Passage —
Hammer Operator

Master a mechanical hammer to pound-out lightweight paneling.
picture of Hammer Operator

Quick Stats


Salary Range
$20,000 – $44,000

Data from U.S. Department of Labor


What do Hammer Operators do?

As a Hammer Operator, you’re a lot like a Filler Operator, a Heavy Equipment Operator, or pretty much any other Operator you can think of. Like these Operators, a Hammer Operator sets up machines, makes sure they work properly, and ensures that a high-quality product gets created.

The difference lies in what a Hammer Operator works with day in and day out. You handle high-powered hammers known as forging hammers. These are electronic versions of a regular hammer; they have a lot of power behind every hit, and can make hundreds of hits per minute. They’re used to hammer the sheet metal that makes up the body of airplanes, helicopters, and gas turbines.

Exercises —
- A) Answer these from the Hammer Operator profile:
(i) What salary range does it list?
(ii) Which source is the salary data credited to?
(iii) What three things does it say have bodies made from the sheet metal that forging hammers work on?
- B) Duplicate the part of the Hammer Operator profile between "What do Hammer" and "and gas turbines.", inclusive.

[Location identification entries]
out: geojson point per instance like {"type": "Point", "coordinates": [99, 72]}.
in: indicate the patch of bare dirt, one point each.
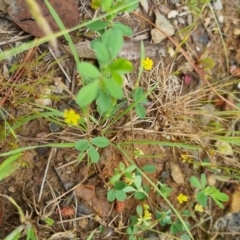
{"type": "Point", "coordinates": [46, 174]}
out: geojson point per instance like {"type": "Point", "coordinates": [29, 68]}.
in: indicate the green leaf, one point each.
{"type": "Point", "coordinates": [138, 181]}
{"type": "Point", "coordinates": [104, 102]}
{"type": "Point", "coordinates": [140, 110]}
{"type": "Point", "coordinates": [114, 43]}
{"type": "Point", "coordinates": [149, 168]}
{"type": "Point", "coordinates": [119, 185]}
{"type": "Point", "coordinates": [223, 197]}
{"type": "Point", "coordinates": [111, 196]}
{"type": "Point", "coordinates": [120, 195]}
{"type": "Point", "coordinates": [115, 178]}
{"type": "Point", "coordinates": [118, 78]}
{"type": "Point", "coordinates": [100, 142]}
{"type": "Point", "coordinates": [87, 94]}
{"type": "Point", "coordinates": [129, 189]}
{"type": "Point", "coordinates": [121, 166]}
{"type": "Point", "coordinates": [93, 154]}
{"type": "Point", "coordinates": [106, 4]}
{"type": "Point", "coordinates": [31, 234]}
{"type": "Point", "coordinates": [218, 203]}
{"type": "Point", "coordinates": [185, 236]}
{"type": "Point", "coordinates": [138, 95]}
{"type": "Point", "coordinates": [195, 182]}
{"type": "Point", "coordinates": [126, 31]}
{"type": "Point", "coordinates": [15, 234]}
{"type": "Point", "coordinates": [130, 168]}
{"type": "Point", "coordinates": [49, 221]}
{"type": "Point", "coordinates": [82, 145]}
{"type": "Point", "coordinates": [121, 66]}
{"type": "Point", "coordinates": [102, 53]}
{"type": "Point", "coordinates": [113, 88]}
{"type": "Point", "coordinates": [104, 38]}
{"type": "Point", "coordinates": [203, 180]}
{"type": "Point", "coordinates": [88, 70]}
{"type": "Point", "coordinates": [202, 198]}
{"type": "Point", "coordinates": [132, 7]}
{"type": "Point", "coordinates": [139, 210]}
{"type": "Point", "coordinates": [139, 195]}
{"type": "Point", "coordinates": [98, 25]}
{"type": "Point", "coordinates": [9, 166]}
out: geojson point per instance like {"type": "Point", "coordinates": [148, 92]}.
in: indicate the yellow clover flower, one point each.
{"type": "Point", "coordinates": [182, 198]}
{"type": "Point", "coordinates": [147, 64]}
{"type": "Point", "coordinates": [129, 181]}
{"type": "Point", "coordinates": [186, 158]}
{"type": "Point", "coordinates": [146, 215]}
{"type": "Point", "coordinates": [71, 117]}
{"type": "Point", "coordinates": [198, 208]}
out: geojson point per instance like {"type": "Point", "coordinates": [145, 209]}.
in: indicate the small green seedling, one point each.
{"type": "Point", "coordinates": [89, 147]}
{"type": "Point", "coordinates": [207, 191]}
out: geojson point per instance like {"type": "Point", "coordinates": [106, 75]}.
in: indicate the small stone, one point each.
{"type": "Point", "coordinates": [217, 5]}
{"type": "Point", "coordinates": [53, 127]}
{"type": "Point", "coordinates": [172, 14]}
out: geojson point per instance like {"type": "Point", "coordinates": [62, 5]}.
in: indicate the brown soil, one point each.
{"type": "Point", "coordinates": [165, 122]}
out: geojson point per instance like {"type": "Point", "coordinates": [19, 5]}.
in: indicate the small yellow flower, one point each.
{"type": "Point", "coordinates": [147, 64]}
{"type": "Point", "coordinates": [147, 215]}
{"type": "Point", "coordinates": [182, 198]}
{"type": "Point", "coordinates": [71, 117]}
{"type": "Point", "coordinates": [186, 158]}
{"type": "Point", "coordinates": [129, 181]}
{"type": "Point", "coordinates": [198, 208]}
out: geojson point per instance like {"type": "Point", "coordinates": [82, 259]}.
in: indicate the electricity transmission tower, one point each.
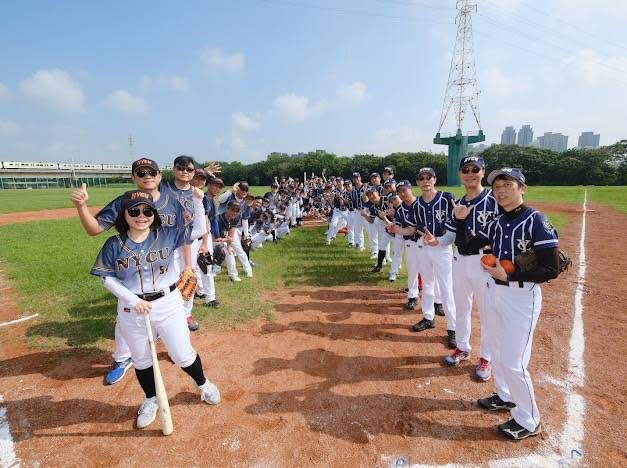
{"type": "Point", "coordinates": [461, 93]}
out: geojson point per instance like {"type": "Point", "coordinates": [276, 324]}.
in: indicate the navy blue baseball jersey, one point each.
{"type": "Point", "coordinates": [522, 229]}
{"type": "Point", "coordinates": [355, 196]}
{"type": "Point", "coordinates": [170, 211]}
{"type": "Point", "coordinates": [434, 214]}
{"type": "Point", "coordinates": [144, 267]}
{"type": "Point", "coordinates": [483, 209]}
{"type": "Point", "coordinates": [405, 216]}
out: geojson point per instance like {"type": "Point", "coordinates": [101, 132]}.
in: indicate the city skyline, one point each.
{"type": "Point", "coordinates": [239, 81]}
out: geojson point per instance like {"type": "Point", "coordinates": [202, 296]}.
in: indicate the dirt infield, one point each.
{"type": "Point", "coordinates": [337, 380]}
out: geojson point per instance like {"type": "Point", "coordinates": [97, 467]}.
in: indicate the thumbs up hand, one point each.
{"type": "Point", "coordinates": [79, 196]}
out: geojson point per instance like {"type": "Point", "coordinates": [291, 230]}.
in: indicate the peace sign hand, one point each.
{"type": "Point", "coordinates": [460, 211]}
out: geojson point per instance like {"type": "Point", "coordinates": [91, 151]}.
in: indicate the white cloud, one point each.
{"type": "Point", "coordinates": [4, 91]}
{"type": "Point", "coordinates": [123, 101]}
{"type": "Point", "coordinates": [293, 107]}
{"type": "Point", "coordinates": [243, 122]}
{"type": "Point", "coordinates": [216, 59]}
{"type": "Point", "coordinates": [55, 88]}
{"type": "Point", "coordinates": [8, 127]}
{"type": "Point", "coordinates": [170, 82]}
{"type": "Point", "coordinates": [352, 93]}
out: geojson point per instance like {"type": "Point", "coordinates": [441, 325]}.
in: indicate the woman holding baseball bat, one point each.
{"type": "Point", "coordinates": [137, 266]}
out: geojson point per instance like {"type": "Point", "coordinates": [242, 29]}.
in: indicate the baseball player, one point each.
{"type": "Point", "coordinates": [146, 176]}
{"type": "Point", "coordinates": [238, 194]}
{"type": "Point", "coordinates": [374, 213]}
{"type": "Point", "coordinates": [433, 209]}
{"type": "Point", "coordinates": [469, 279]}
{"type": "Point", "coordinates": [513, 299]}
{"type": "Point", "coordinates": [139, 267]}
{"type": "Point", "coordinates": [355, 221]}
{"type": "Point", "coordinates": [181, 189]}
{"type": "Point", "coordinates": [373, 234]}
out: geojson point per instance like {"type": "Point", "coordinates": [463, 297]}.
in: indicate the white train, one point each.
{"type": "Point", "coordinates": [63, 166]}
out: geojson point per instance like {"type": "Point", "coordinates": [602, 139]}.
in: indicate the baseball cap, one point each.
{"type": "Point", "coordinates": [430, 170]}
{"type": "Point", "coordinates": [476, 160]}
{"type": "Point", "coordinates": [144, 162]}
{"type": "Point", "coordinates": [137, 197]}
{"type": "Point", "coordinates": [403, 184]}
{"type": "Point", "coordinates": [513, 173]}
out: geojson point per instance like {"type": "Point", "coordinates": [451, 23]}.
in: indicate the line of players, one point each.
{"type": "Point", "coordinates": [234, 220]}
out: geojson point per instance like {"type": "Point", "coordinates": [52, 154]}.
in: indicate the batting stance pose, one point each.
{"type": "Point", "coordinates": [469, 278]}
{"type": "Point", "coordinates": [138, 267]}
{"type": "Point", "coordinates": [513, 299]}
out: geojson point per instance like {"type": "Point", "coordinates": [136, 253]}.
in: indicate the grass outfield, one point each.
{"type": "Point", "coordinates": [52, 278]}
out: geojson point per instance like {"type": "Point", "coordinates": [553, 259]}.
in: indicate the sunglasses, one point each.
{"type": "Point", "coordinates": [134, 212]}
{"type": "Point", "coordinates": [143, 173]}
{"type": "Point", "coordinates": [473, 169]}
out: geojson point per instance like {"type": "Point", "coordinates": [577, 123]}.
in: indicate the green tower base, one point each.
{"type": "Point", "coordinates": [457, 150]}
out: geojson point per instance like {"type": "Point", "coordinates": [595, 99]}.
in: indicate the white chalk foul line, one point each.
{"type": "Point", "coordinates": [23, 319]}
{"type": "Point", "coordinates": [571, 438]}
{"type": "Point", "coordinates": [7, 447]}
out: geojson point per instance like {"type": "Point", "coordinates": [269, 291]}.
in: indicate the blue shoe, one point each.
{"type": "Point", "coordinates": [117, 371]}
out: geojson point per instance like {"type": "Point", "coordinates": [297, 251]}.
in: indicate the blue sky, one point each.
{"type": "Point", "coordinates": [235, 80]}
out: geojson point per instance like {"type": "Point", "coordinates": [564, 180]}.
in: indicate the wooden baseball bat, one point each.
{"type": "Point", "coordinates": [162, 397]}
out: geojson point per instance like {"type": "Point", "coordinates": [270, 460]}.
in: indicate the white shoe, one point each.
{"type": "Point", "coordinates": [147, 412]}
{"type": "Point", "coordinates": [209, 393]}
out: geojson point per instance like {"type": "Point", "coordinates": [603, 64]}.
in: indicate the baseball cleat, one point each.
{"type": "Point", "coordinates": [423, 325]}
{"type": "Point", "coordinates": [495, 403]}
{"type": "Point", "coordinates": [209, 393]}
{"type": "Point", "coordinates": [483, 370]}
{"type": "Point", "coordinates": [147, 412]}
{"type": "Point", "coordinates": [515, 431]}
{"type": "Point", "coordinates": [457, 357]}
{"type": "Point", "coordinates": [192, 324]}
{"type": "Point", "coordinates": [450, 340]}
{"type": "Point", "coordinates": [117, 371]}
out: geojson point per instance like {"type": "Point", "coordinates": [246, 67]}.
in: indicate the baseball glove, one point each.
{"type": "Point", "coordinates": [219, 253]}
{"type": "Point", "coordinates": [205, 261]}
{"type": "Point", "coordinates": [187, 284]}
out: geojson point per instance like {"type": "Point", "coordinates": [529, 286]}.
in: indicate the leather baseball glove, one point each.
{"type": "Point", "coordinates": [187, 284]}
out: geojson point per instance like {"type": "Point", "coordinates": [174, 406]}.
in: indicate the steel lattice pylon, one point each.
{"type": "Point", "coordinates": [462, 91]}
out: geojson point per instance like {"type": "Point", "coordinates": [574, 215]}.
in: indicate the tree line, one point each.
{"type": "Point", "coordinates": [602, 166]}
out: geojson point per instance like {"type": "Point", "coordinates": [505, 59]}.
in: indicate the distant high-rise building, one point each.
{"type": "Point", "coordinates": [553, 141]}
{"type": "Point", "coordinates": [525, 135]}
{"type": "Point", "coordinates": [589, 140]}
{"type": "Point", "coordinates": [508, 137]}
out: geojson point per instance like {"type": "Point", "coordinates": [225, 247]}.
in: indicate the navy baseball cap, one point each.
{"type": "Point", "coordinates": [403, 184]}
{"type": "Point", "coordinates": [510, 172]}
{"type": "Point", "coordinates": [144, 162]}
{"type": "Point", "coordinates": [476, 160]}
{"type": "Point", "coordinates": [137, 197]}
{"type": "Point", "coordinates": [430, 170]}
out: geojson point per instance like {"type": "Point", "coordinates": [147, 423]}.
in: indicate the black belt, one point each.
{"type": "Point", "coordinates": [506, 283]}
{"type": "Point", "coordinates": [155, 295]}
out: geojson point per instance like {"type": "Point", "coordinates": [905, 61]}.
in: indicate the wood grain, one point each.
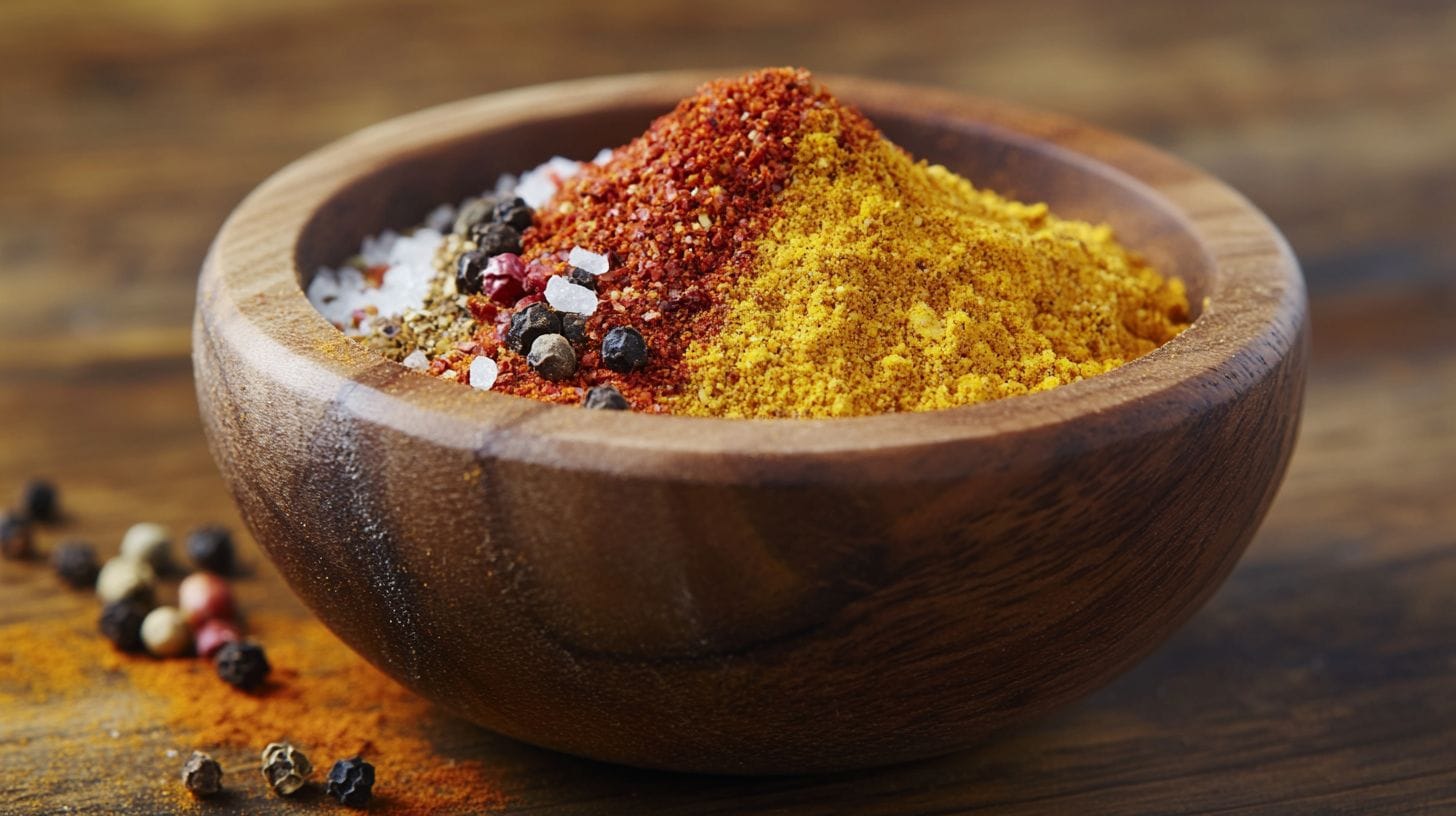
{"type": "Point", "coordinates": [1316, 681]}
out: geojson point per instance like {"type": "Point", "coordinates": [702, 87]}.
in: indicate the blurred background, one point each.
{"type": "Point", "coordinates": [131, 127]}
{"type": "Point", "coordinates": [128, 130]}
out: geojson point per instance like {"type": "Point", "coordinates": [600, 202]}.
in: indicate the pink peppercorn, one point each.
{"type": "Point", "coordinates": [536, 277]}
{"type": "Point", "coordinates": [213, 634]}
{"type": "Point", "coordinates": [503, 279]}
{"type": "Point", "coordinates": [204, 596]}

Full solutions —
- A)
(i) $20,000 – $44,000
(ii) The U.S. Department of Labor
(iii) Airplanes, helicopters, and gas turbines

- B)
What do Hammer Operators do?

As a Hammer Operator, you’re a lot like a Filler Operator, a Heavy Equipment Operator, or pretty much any other Operator you can think of. Like these Operators, a Hammer Operator sets up machines, makes sure they work properly, and ensures that a high-quality product gets created.

The difference lies in what a Hammer Operator works with day in and day out. You handle high-powered hammers known as forging hammers. These are electronic versions of a regular hammer; they have a lot of power behind every hit, and can make hundreds of hits per minute. They’re used to hammer the sheet metal that makes up the body of airplanes, helicopters, and gas turbines.